TASK REQUIREMENTS: Quote the listing below word for word, starting at its first line and going through the line with "[[[284,22],[282,23],[281,25],[280,25],[280,30],[284,30]]]".

EXERCISE MATERIALS:

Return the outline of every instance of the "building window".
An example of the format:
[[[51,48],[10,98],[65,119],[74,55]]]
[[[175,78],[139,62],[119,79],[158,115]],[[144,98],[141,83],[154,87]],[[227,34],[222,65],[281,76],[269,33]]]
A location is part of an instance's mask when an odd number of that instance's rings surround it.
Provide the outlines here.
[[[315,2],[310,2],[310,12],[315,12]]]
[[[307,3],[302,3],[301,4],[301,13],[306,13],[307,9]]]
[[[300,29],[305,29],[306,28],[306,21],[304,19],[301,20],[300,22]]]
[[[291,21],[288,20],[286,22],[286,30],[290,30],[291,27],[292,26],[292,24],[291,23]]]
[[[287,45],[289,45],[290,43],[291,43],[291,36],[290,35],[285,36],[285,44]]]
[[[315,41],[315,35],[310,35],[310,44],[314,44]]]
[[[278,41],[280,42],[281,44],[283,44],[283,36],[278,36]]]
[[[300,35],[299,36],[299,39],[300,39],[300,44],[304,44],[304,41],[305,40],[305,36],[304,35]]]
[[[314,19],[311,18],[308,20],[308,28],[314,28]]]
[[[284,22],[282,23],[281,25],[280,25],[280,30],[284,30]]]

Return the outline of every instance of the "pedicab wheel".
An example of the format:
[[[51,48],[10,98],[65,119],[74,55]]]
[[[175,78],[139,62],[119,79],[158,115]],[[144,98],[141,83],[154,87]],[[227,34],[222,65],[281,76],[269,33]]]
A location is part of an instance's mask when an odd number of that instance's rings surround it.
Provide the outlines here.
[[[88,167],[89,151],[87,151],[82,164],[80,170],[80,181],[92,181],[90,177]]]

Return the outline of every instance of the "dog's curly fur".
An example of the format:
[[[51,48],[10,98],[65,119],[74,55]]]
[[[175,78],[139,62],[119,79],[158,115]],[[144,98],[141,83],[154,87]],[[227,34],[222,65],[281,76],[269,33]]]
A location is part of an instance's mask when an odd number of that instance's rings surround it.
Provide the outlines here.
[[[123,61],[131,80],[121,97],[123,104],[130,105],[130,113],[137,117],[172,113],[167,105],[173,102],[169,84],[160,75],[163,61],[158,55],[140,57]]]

FULL SOLUTION:
Return the outline of every instance of the "building window".
An example of the format:
[[[51,48],[10,98],[65,119],[74,55]]]
[[[175,78],[139,62],[119,79],[158,115]],[[144,98],[141,83],[154,87]],[[227,34],[222,65],[281,76],[269,33]]]
A location is part of an instance's mask when an odd number of that instance's rings surround it.
Provide the outlines here.
[[[315,2],[310,2],[310,12],[315,12]]]
[[[307,3],[302,3],[301,4],[301,13],[306,13],[307,9]]]
[[[300,29],[305,29],[306,28],[306,21],[304,19],[301,20],[300,22]]]
[[[291,21],[288,20],[286,22],[286,30],[290,30],[291,27],[292,26],[292,24],[291,23]]]
[[[287,45],[289,45],[290,43],[291,43],[291,36],[290,35],[285,36],[285,44]]]
[[[315,41],[315,35],[310,35],[310,44],[314,44]]]
[[[278,41],[280,42],[281,44],[283,44],[283,36],[278,36]]]
[[[300,35],[299,36],[299,39],[300,39],[300,44],[304,44],[304,41],[305,40],[305,36],[304,35]]]
[[[314,19],[311,18],[308,20],[308,28],[314,28]]]
[[[284,22],[282,23],[281,25],[280,25],[280,30],[284,30]]]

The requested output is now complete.